— begin DATASET ROWS —

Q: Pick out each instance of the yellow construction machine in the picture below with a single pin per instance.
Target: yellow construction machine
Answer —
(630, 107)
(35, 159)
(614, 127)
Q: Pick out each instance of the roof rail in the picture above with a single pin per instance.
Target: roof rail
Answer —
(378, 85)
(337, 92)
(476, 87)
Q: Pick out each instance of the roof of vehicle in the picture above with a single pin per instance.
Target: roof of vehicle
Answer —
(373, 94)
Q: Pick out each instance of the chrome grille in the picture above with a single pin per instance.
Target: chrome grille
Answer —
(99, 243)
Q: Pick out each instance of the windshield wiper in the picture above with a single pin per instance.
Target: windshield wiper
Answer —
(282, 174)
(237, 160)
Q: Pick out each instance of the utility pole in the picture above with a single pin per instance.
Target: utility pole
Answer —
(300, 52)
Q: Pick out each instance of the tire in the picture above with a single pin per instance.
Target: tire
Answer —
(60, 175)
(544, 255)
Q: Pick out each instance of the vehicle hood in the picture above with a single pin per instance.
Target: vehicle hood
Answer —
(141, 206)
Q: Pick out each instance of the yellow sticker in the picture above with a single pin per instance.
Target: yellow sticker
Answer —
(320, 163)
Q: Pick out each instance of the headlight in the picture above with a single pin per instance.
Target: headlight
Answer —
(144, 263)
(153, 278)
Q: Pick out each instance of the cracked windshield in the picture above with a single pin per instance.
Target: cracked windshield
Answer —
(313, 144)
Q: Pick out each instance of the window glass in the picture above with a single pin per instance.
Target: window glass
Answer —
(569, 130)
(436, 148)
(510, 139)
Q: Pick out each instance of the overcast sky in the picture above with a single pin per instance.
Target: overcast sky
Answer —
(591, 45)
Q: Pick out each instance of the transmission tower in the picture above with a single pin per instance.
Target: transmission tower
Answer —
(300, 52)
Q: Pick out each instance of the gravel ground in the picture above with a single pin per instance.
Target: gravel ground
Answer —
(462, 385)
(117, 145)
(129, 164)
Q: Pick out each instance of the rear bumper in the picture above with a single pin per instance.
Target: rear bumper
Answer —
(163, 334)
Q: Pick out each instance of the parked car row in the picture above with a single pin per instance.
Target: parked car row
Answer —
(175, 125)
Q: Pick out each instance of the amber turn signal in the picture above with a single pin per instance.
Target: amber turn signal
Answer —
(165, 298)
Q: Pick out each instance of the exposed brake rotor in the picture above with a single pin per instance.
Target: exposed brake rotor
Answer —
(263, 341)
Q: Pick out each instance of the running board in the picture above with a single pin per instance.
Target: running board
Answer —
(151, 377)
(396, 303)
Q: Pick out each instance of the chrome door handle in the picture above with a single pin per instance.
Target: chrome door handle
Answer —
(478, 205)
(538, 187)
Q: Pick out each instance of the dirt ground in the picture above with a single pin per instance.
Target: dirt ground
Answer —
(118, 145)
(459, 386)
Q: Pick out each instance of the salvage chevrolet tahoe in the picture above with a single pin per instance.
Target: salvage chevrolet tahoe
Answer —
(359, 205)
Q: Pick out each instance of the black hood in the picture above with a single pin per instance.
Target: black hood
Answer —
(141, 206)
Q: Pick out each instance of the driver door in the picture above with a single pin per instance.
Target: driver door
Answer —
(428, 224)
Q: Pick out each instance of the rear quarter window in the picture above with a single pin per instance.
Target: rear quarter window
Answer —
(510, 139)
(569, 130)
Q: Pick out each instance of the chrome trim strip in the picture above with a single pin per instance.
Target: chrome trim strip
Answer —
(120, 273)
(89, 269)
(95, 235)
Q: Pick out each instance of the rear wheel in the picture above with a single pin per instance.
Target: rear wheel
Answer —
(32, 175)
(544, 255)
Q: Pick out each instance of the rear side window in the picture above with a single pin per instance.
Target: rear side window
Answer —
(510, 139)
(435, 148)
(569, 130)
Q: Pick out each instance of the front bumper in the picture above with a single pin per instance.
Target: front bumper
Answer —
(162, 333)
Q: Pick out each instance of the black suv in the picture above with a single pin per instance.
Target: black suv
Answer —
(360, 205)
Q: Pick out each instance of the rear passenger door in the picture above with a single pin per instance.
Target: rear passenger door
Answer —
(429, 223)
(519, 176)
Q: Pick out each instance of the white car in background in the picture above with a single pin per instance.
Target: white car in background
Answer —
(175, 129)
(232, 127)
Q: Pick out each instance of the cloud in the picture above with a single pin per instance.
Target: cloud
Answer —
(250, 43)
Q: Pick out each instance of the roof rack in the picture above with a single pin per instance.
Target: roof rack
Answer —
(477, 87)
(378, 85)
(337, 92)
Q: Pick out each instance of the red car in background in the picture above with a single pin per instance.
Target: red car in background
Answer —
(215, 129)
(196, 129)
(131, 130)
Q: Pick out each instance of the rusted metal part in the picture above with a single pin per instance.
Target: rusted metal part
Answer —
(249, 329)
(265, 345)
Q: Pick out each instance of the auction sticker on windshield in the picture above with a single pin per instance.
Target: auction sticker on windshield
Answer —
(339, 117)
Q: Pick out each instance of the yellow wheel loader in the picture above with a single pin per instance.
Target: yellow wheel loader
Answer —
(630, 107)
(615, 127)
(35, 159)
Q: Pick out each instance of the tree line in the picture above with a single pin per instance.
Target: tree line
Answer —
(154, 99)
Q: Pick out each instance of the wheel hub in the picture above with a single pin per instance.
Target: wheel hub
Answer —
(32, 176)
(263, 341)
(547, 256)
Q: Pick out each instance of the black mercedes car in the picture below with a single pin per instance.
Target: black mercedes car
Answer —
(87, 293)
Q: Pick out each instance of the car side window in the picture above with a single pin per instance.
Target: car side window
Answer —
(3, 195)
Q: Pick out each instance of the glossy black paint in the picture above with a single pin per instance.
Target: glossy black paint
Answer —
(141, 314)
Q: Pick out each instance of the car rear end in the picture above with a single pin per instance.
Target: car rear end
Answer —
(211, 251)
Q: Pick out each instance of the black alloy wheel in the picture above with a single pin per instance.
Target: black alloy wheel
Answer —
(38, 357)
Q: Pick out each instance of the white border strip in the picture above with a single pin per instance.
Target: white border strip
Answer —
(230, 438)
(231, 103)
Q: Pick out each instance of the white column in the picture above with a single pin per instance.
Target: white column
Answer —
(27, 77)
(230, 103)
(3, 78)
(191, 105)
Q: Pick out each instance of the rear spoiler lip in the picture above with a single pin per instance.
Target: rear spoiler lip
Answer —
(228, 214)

— end DATASET ROWS —

EXERCISE » Can you change "black alloy wheel" to "dark alloy wheel" in the records starting at the line that contains "Q: Pick out each instance of the car rear" and ending at the last of the records, then give those lines again with nothing else altered?

TASK RESULT »
Q: Pick out each instance of the car rear end in the picture above with a single pin per instance.
Target: car rear end
Answer —
(211, 251)
Q: Pick out each instance of the dark alloy wheel in the picture above with a single pin per instance.
Target: dark alloy wheel
Answer —
(38, 357)
Q: Pick out each instance of the white border strip in the picture above with a single pin per instance.
Target: white border strip
Answer —
(230, 438)
(231, 103)
Q: Pick out each instance of the white column in the picture above with a single pin per instance.
Target: white column
Answer —
(27, 77)
(230, 103)
(3, 78)
(191, 105)
Q: Pick out each instance of the rear spoiler lip in the picture above with a single pin per instance.
Target: rear spoiler lip
Answer —
(228, 214)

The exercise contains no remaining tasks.